--- BEGIN WORKING DATA ---
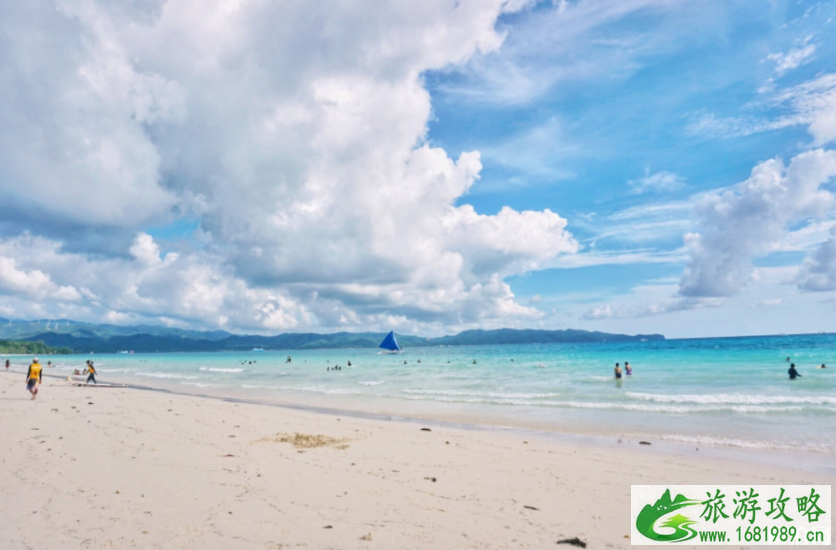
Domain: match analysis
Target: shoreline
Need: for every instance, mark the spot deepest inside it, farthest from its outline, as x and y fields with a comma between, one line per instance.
x=818, y=462
x=121, y=468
--- END WORKING DATA ---
> [GIVEN PROBLEM] Print the listing above word for word, leaving out the pictures.

> [TASK ANSWER]
Domain: match analysis
Target: shoreline
Need: for every instance, mark the spot deepest inside it, farthest from its outline, as x and y fields with a comma between, one line per instance.
x=818, y=462
x=121, y=468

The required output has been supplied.